What lines in the entries hold the string "roof"? List them.

--- Data to use Enclosed Below ---

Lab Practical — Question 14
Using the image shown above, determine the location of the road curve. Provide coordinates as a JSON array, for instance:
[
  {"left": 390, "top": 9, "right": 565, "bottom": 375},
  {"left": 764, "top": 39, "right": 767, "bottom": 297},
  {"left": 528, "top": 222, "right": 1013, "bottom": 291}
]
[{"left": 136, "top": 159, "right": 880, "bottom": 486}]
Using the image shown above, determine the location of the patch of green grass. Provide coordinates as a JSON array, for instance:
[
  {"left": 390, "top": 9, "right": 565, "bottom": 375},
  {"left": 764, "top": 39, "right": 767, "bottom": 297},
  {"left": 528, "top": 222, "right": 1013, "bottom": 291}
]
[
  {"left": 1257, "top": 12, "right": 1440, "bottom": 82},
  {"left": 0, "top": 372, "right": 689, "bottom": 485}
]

--- End of Enclosed Data to use ---
--- Data to use Enclosed Below ---

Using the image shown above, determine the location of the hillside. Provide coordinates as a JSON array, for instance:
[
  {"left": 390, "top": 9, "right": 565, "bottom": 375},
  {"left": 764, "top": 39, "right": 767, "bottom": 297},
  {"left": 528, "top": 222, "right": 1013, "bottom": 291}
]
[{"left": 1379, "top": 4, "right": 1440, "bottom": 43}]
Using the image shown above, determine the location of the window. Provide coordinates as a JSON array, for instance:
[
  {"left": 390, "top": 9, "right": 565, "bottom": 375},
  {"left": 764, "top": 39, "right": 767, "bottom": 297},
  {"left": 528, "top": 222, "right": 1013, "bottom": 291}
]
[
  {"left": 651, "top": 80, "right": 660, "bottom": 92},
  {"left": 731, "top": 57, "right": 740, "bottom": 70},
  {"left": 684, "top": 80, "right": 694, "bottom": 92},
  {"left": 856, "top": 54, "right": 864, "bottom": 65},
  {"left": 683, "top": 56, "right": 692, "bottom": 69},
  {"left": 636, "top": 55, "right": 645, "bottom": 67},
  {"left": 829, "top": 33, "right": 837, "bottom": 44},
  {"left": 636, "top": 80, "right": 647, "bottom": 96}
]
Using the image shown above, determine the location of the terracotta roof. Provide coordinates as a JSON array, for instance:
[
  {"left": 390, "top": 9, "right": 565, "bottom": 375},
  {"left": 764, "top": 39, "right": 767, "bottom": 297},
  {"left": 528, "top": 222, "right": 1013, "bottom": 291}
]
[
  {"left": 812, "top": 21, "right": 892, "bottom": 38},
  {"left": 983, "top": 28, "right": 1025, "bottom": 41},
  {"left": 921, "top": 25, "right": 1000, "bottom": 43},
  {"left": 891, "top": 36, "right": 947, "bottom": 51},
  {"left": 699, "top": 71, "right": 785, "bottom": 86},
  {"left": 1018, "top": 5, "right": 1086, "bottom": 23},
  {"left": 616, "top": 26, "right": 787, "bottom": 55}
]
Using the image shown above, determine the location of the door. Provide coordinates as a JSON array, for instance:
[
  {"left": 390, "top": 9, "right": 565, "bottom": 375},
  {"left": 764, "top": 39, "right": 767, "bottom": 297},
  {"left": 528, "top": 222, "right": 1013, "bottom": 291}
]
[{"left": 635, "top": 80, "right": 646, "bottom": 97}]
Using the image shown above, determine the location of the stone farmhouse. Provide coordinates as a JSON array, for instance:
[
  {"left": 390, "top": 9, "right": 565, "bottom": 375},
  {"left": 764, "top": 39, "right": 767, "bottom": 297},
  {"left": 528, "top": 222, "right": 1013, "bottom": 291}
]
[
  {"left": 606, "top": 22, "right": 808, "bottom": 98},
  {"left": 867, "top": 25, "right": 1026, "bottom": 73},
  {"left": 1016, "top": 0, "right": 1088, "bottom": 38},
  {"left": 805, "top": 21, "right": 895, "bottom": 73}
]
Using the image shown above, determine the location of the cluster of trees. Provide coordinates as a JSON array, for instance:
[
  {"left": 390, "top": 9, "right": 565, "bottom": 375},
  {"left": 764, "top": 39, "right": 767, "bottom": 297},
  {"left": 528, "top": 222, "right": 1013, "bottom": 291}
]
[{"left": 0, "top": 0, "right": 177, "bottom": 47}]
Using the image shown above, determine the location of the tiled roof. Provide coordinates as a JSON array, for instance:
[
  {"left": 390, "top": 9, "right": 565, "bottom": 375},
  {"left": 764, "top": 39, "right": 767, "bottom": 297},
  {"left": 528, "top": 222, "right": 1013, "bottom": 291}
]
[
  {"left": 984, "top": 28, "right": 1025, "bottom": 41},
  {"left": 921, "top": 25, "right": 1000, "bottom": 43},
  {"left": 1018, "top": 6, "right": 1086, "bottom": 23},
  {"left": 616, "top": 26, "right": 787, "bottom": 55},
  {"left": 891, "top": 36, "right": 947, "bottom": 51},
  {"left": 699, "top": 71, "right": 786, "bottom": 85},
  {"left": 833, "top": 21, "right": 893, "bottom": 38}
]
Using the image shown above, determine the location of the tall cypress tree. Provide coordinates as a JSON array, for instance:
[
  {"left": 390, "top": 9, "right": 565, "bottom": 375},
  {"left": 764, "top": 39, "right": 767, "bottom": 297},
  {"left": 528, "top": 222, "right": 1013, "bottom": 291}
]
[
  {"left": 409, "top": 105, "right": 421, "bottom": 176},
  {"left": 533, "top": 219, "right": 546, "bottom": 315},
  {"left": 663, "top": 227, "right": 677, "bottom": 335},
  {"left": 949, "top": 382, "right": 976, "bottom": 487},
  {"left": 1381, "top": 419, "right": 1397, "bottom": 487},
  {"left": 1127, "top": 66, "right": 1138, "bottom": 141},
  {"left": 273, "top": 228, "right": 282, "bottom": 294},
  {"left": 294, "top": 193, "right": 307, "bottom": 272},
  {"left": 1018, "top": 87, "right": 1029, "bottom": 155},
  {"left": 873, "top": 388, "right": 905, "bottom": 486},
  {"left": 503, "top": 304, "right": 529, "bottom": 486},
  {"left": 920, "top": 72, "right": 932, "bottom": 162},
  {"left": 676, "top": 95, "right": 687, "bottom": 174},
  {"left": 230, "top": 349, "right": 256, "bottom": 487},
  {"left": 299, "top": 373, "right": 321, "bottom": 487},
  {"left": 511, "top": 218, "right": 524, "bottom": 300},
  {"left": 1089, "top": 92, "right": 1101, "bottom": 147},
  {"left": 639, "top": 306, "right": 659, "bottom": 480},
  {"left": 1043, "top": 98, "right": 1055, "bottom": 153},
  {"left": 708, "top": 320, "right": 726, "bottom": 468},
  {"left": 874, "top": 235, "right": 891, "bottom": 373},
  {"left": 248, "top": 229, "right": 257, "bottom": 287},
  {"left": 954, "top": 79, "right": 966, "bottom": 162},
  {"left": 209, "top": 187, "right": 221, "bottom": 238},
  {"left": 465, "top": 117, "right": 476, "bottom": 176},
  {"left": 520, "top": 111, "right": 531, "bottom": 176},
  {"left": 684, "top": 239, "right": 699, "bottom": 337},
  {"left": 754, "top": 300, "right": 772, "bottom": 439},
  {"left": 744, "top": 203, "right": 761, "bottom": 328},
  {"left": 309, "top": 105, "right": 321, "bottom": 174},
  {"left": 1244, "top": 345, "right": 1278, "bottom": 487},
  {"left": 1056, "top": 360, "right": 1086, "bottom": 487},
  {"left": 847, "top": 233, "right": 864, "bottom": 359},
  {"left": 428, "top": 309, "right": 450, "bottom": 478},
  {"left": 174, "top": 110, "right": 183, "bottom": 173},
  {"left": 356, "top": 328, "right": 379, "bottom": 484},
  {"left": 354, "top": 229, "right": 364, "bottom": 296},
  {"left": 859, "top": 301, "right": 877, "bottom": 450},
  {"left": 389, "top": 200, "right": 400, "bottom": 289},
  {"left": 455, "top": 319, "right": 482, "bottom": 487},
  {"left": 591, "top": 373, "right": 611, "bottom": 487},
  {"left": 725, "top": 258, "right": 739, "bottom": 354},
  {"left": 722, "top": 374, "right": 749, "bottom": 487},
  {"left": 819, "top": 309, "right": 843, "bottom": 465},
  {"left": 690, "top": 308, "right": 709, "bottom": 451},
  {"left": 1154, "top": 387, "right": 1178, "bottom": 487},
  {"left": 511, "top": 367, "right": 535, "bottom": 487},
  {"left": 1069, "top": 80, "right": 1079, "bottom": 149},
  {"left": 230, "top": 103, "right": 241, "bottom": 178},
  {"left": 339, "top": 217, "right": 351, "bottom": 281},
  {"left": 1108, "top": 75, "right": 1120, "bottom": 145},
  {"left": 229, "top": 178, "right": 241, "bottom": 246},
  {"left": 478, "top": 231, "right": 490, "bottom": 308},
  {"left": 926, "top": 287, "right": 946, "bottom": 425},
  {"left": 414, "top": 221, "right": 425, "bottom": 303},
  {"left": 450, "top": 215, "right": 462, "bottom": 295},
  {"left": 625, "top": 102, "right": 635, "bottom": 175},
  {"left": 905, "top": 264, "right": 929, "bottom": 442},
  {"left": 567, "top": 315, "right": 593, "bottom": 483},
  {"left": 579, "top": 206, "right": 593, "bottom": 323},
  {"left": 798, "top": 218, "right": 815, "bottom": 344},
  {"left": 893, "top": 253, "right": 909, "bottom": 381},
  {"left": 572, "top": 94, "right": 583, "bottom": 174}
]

--- End of Enclosed Data to use ---

> **Result of this exercise**
Using the image shown above, determine the location of the terracotta roof. Provide coordinates as a JSON array, for instance:
Using the image shown above, determine the location of the tiled roof. Provide coordinates as a JSON array, for instance:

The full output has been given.